EXTRACTED INFORMATION
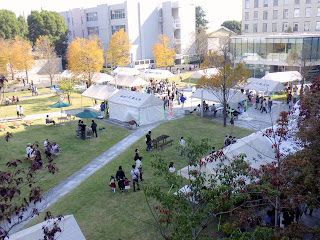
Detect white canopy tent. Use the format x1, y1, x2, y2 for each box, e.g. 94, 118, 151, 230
178, 129, 297, 184
109, 89, 164, 125
10, 215, 86, 240
92, 73, 114, 84
81, 85, 119, 101
244, 78, 285, 93
262, 71, 302, 83
140, 69, 174, 79
111, 67, 141, 76
191, 88, 247, 104
189, 68, 218, 79
110, 75, 149, 87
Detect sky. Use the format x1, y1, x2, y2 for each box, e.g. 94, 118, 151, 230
0, 0, 242, 31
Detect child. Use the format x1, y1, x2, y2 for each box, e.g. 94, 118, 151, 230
124, 178, 131, 192
109, 176, 116, 193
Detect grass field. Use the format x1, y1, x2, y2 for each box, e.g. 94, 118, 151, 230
0, 93, 94, 118
28, 116, 251, 240
0, 119, 130, 194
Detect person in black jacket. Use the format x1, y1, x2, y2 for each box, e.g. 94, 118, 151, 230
116, 166, 126, 192
91, 120, 98, 137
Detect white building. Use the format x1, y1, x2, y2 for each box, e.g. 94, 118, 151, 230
242, 0, 320, 34
60, 0, 195, 68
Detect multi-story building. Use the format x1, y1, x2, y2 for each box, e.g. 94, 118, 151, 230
242, 0, 320, 34
231, 0, 320, 77
60, 0, 195, 67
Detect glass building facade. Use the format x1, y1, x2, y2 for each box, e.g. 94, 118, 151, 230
230, 36, 320, 77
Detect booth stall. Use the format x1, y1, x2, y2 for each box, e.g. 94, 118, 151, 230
109, 90, 164, 125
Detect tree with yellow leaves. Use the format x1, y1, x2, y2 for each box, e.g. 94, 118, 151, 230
152, 34, 176, 67
198, 44, 250, 127
12, 37, 34, 82
107, 29, 131, 67
67, 36, 104, 86
34, 36, 59, 86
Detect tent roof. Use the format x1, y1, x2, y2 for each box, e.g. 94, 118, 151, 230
111, 67, 141, 76
109, 89, 163, 108
110, 75, 149, 87
92, 73, 113, 83
244, 78, 284, 92
81, 85, 119, 101
140, 69, 174, 79
262, 71, 302, 83
191, 88, 247, 103
189, 68, 218, 78
10, 215, 85, 240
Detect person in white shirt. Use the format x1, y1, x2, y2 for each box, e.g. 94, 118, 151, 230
179, 137, 186, 156
169, 162, 176, 173
136, 156, 143, 181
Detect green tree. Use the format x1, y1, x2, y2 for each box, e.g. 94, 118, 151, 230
196, 6, 209, 31
221, 20, 241, 34
28, 11, 68, 56
0, 10, 28, 39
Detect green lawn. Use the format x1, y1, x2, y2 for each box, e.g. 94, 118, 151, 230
0, 119, 130, 194
0, 93, 94, 118
28, 116, 251, 240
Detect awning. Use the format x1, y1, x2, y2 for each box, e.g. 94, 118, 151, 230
191, 88, 247, 103
110, 75, 149, 87
244, 78, 285, 92
140, 69, 174, 79
81, 85, 119, 101
189, 68, 218, 79
111, 67, 141, 76
262, 71, 302, 83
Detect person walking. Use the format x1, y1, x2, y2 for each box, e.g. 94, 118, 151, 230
91, 120, 98, 137
146, 131, 152, 152
116, 166, 126, 192
130, 165, 140, 192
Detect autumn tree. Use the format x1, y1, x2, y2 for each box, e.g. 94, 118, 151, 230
34, 36, 59, 86
67, 36, 104, 86
152, 34, 176, 67
107, 29, 131, 67
198, 44, 250, 127
12, 37, 34, 82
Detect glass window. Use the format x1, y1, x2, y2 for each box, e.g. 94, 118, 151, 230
304, 22, 310, 31
272, 23, 277, 32
244, 12, 249, 21
305, 8, 311, 17
245, 0, 250, 9
273, 10, 278, 19
262, 23, 268, 32
87, 12, 98, 22
263, 11, 268, 20
111, 25, 126, 35
87, 27, 99, 35
111, 9, 126, 19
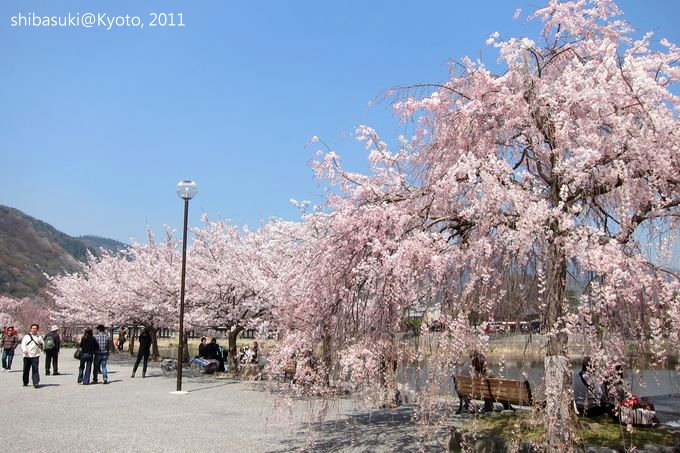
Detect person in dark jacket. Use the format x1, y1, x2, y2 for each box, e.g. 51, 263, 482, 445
1, 326, 19, 373
43, 325, 61, 376
205, 338, 224, 371
198, 337, 208, 359
130, 327, 151, 378
78, 328, 97, 385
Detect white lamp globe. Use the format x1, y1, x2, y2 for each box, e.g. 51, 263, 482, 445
177, 179, 198, 200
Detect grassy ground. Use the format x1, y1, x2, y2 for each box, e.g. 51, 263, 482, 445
463, 413, 680, 451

WORK REQUIRED
Return the listing unchanged from the line containing "Detect glass window." through its end, leaving out the pictures.

RESULT FOR THIS TASK
Detect glass window. Use the format x1, y1, x2, y2 for each box, e.g. 94, 118, 151, 230
304, 22, 310, 31
272, 23, 277, 32
244, 12, 249, 21
305, 8, 311, 17
245, 0, 250, 9
273, 10, 278, 19
262, 23, 268, 32
87, 12, 98, 22
263, 11, 268, 20
111, 25, 126, 35
87, 27, 99, 35
111, 9, 126, 19
Detect person in dark jacket. Use the format x1, y1, x2, y2 for each box, e.g. 51, 263, 482, 445
1, 326, 19, 373
43, 325, 61, 376
205, 338, 224, 371
198, 337, 208, 359
130, 327, 151, 378
78, 328, 97, 385
Detect white lamp globe. Use the format x1, y1, x2, y2 for each box, e.g. 51, 263, 482, 445
177, 179, 198, 200
Detect grassy ground. Use the format x1, y1, x2, y2 for each box, e.g. 51, 263, 482, 445
463, 413, 680, 451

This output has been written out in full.